Given passage.
Bidentate Chiral Bis(imidazolium)‐Based Halogen‐Bond Donors: Synthesis and Applications in Enantioselective Recognition and Catalysis

Abstract

Even though halogen bonding—the noncovalent interaction between electrophilic halogen substituents and Lewis bases—has now been established in molecular recognition and catalysis, its use in enantioselective processes is still very rarely explored. Herein, we present the synthesis of chiral bidentate halogen‐bond donors based on two iodoimidazolium units with rigidly attached chiral sidearms. With these Lewis acids, chiral recognition of a racemic diamine is achieved in NMR studies. DFT calculations support a 1:1 interaction of the halogen‐bond donor with both enantiomers and indicate that the chiral recognition is based on a different spatial orientation of the Lewis bases in the halogen‐bonded complexes. In addition, moderate enantioselectivity is achieved in a Mukaiyama aldol reaction with a preorganized variant of the chiral halogen‐bond donor. This represents the first case in which asymmetric induction was realized with a pure halogen‐bond donor lacking any additional active functional groups.

Enantioselective process: A dicationic bidentate halogen‐bond donor based on iodoimidazolium groups with rigidly attached chiral moieties allowed the NMR‐based enantiodiscrimination of a racemic diamine. It also enabled the first enantioselective reaction catalyzed by a “pure” halogen‐based Lewis acid.

Given instruction.
Reproduce the abstract on chiral halogen-bond donors word for word, from "Enantioselective process: A" up to and including "halogen‐based Lewis acid.". The records are not required for the work here.

Extracted records.
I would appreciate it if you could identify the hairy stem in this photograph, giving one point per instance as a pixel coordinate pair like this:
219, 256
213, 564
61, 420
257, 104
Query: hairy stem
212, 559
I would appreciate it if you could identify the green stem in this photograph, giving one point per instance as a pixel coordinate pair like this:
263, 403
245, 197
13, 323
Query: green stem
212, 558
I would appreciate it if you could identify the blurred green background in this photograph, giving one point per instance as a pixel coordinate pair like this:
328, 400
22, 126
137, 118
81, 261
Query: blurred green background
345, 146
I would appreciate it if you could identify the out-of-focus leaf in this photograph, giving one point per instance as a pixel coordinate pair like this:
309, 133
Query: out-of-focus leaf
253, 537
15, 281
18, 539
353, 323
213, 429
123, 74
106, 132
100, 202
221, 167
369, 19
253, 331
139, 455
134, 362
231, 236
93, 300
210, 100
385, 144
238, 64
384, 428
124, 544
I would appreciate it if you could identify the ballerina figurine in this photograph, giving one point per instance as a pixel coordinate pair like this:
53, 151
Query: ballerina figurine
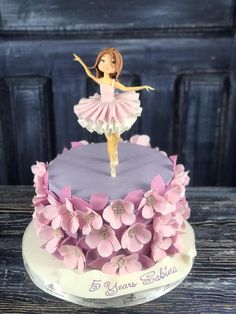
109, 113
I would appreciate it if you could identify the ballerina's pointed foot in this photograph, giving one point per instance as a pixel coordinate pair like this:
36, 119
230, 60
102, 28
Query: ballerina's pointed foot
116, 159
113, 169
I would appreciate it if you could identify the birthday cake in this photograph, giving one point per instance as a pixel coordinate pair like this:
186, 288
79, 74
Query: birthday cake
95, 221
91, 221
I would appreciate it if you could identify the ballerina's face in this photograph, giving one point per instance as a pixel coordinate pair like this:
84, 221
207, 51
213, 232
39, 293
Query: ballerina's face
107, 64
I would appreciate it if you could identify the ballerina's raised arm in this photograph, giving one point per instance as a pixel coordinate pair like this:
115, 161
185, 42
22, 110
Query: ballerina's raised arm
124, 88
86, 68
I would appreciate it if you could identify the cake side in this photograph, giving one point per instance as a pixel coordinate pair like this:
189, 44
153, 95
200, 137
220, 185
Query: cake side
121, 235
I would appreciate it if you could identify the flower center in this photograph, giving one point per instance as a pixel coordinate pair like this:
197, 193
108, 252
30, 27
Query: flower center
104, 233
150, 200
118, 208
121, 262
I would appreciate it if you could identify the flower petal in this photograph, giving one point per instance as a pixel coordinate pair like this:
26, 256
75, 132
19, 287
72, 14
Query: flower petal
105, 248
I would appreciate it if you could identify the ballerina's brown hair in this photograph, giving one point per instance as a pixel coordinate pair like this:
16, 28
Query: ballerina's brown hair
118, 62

Expected output.
Enantioselective process: A dicationic bidentate halogen‐bond donor based on iodoimidazolium groups with rigidly attached chiral moieties allowed the NMR‐based enantiodiscrimination of a racemic diamine. It also enabled the first enantioselective reaction catalyzed by a “pure” halogen‐based Lewis acid.